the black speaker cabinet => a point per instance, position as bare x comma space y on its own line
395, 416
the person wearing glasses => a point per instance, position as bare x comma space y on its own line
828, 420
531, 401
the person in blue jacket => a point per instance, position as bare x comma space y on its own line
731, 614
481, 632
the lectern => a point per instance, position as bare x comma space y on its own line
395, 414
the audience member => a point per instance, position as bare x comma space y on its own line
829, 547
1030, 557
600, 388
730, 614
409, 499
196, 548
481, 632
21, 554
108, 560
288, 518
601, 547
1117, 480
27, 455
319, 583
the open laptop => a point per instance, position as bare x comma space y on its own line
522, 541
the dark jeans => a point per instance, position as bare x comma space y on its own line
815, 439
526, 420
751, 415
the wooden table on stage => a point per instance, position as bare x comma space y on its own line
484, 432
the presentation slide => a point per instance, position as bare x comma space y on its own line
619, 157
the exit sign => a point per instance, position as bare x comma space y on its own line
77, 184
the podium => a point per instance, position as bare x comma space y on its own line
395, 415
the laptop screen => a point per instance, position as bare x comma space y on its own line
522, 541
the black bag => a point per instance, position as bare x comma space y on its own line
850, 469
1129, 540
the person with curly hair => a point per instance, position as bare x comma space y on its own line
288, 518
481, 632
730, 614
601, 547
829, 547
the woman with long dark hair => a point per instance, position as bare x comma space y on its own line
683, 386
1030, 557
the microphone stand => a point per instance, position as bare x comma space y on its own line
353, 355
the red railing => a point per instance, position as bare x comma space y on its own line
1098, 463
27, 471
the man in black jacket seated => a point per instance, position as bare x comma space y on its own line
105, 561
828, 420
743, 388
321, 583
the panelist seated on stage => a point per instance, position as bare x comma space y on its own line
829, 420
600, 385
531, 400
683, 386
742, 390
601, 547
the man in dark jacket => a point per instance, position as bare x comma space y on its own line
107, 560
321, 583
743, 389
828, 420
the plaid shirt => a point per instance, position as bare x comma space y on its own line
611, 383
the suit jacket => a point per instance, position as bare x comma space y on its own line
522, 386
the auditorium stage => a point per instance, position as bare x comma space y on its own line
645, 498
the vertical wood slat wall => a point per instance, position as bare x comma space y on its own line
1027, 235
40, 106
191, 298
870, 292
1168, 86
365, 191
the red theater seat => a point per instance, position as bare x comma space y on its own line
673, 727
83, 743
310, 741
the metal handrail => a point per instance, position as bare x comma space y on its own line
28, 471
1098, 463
::::
→ **THE REQUEST**
Repeat each entry word for word.

→ **ANSWER TO THE PROBLEM**
the black speaker cabinet => a point per instance, position as bare x comma space y on its own line
395, 416
the person wearing glasses => a point per instance, position as bare x comma space y on its own line
828, 420
531, 401
the person in blue jacket => a point per instance, position as bare x comma space y on its own line
731, 614
481, 632
the lectern => a point per instance, position as bare x comma space y on its own line
395, 414
the audience member => a point per instance, position as bare x comma space y on its own line
829, 547
1030, 557
600, 388
730, 614
409, 499
196, 548
481, 632
21, 554
108, 560
288, 518
601, 547
1117, 480
27, 455
319, 583
the open laptop => a point per instance, position as bare x comma space y on its own line
522, 541
the dark jeans => a point per instance, position as bare x comma space y on its own line
815, 439
526, 420
751, 415
the wooden table on stage => a point per instance, position as bare x comma space y on its own line
484, 432
the presentation slide => a point per instance, position as bare x comma space y on its own line
619, 157
the exit sign => a point per instance, position as bare x comma space y on its own line
77, 184
the podium => a point per instance, position as bare x comma space y on its own line
395, 415
the laptop screen => a point per instance, position as bare x comma space y on its own line
522, 541
the black bag => a point per instance, position as bare x comma space y on its own line
850, 469
1129, 540
the person with curly hair => a point per instance, position as bare x comma space y on its own line
288, 518
481, 632
730, 614
601, 547
829, 547
the woman with long dark hair => a point per instance, position as bare x comma space y on its own line
683, 386
1030, 557
the microphone stand => a point per instance, position as bare x comma space y on its own line
353, 355
the red railing => a point per instance, position as bare x comma space y on its own line
1098, 463
27, 471
the man in black jacket seated => a point per instance, position as bare x comma space y on its own line
105, 561
828, 420
743, 388
321, 583
the panelist seated on stage => a point per instance, position as bare x comma space y on its own line
829, 420
600, 385
531, 400
683, 386
742, 390
601, 547
the man in dark jacket => a point per instance, position as bare x comma space y on its own line
107, 560
321, 583
743, 389
828, 420
the plaid shirt => a point per instance, position as bare x comma space y on its own line
611, 383
the suit jacket => a point per instance, position as bare x comma space y on its own line
522, 386
the auditorium stage => a point per instance, position as bare x comma space y on its own line
645, 498
the vertical wood slat wall => a point per instance, position as bare x comma space y on its own line
1027, 235
40, 106
191, 298
870, 292
1168, 86
365, 191
the red theater seat => a point per instance, position as bare x comma space y on its own line
673, 727
83, 743
310, 741
the metal handrail => a point per instance, position as bare x comma space y on its own line
28, 471
1098, 463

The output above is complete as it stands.